* _Exercise description_:
Everything from the line that contains "For each instance of the metal" through the last line of the listing must be copied exactly, with both of those lines included and no others.

* _Exercise data_:
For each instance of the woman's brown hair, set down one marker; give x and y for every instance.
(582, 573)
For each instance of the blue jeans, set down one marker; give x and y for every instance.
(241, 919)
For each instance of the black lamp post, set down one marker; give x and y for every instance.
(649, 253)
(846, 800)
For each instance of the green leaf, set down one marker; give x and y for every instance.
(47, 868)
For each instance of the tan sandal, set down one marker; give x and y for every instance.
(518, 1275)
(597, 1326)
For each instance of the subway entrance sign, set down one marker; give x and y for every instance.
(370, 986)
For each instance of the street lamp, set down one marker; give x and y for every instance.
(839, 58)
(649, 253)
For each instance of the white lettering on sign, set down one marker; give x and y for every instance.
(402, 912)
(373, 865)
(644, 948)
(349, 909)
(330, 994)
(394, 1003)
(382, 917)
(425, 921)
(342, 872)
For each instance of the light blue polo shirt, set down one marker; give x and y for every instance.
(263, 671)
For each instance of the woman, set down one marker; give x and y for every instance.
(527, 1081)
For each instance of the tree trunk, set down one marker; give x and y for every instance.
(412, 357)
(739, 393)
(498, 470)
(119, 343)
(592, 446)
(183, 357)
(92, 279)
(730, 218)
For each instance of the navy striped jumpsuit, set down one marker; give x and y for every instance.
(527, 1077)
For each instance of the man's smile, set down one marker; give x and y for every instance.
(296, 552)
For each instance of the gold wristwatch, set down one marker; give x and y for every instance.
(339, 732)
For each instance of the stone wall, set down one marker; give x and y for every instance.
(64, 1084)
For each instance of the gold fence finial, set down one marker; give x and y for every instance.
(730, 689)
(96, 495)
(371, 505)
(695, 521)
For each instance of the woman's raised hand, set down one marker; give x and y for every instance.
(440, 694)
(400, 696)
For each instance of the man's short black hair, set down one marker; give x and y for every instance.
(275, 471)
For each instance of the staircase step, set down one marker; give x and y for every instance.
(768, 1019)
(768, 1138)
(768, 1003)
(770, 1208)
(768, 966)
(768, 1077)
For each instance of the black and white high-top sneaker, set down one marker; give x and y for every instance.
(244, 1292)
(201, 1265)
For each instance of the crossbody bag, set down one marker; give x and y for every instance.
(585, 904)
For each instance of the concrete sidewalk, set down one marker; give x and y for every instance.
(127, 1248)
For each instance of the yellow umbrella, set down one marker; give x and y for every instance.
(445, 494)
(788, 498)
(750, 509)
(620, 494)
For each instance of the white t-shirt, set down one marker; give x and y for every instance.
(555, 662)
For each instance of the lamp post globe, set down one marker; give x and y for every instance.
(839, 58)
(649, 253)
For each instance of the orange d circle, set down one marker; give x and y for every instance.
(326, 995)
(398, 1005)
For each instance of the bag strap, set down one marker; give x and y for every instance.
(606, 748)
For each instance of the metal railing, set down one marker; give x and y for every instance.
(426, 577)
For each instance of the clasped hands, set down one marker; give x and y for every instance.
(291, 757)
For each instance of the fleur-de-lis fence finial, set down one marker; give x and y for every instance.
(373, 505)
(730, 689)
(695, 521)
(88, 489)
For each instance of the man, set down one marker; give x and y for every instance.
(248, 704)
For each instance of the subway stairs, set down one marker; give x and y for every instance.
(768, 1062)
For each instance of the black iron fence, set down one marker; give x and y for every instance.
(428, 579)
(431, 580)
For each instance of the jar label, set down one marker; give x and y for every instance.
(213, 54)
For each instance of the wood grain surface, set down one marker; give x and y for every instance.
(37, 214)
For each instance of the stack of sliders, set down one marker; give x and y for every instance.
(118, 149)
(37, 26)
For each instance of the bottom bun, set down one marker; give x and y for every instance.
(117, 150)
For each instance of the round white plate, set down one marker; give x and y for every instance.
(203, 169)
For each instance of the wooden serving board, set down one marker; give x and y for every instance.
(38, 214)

* _Answer in full_:
For each instance of the metal railing, set down one marker; give x and y for every instance.
(426, 577)
For each instance of the clasped hands, set down one marker; give x and y for every instance.
(291, 757)
For each instance of the fleur-de-lis fence finial, set down one marker; give x and y for every instance.
(373, 505)
(730, 689)
(695, 521)
(88, 489)
For each instance of the man, set down one marker; give x and y for every instance.
(248, 704)
For each instance of the subway stairs, set down one marker; give x and y for every instance.
(768, 1062)
For each instance of the black iron fence, set down one marker; give x and y for every instance.
(428, 579)
(431, 580)
For each instance of the jar label, set down one marker; give x and y for every instance.
(213, 54)
For each instance of the wood grain surface, set down one marker; give x and y for every instance.
(37, 214)
For each instance of the stack of sliders, set down one marker; give x and y for every instance.
(118, 149)
(37, 26)
For each instance of the bottom bun, set down one marker; give x and y for every instance.
(117, 150)
For each instance of the round white plate, set down one marker; give x and y for every instance.
(203, 169)
For each instance of the wooden serving board, set down one marker; give x and y for every instance.
(38, 214)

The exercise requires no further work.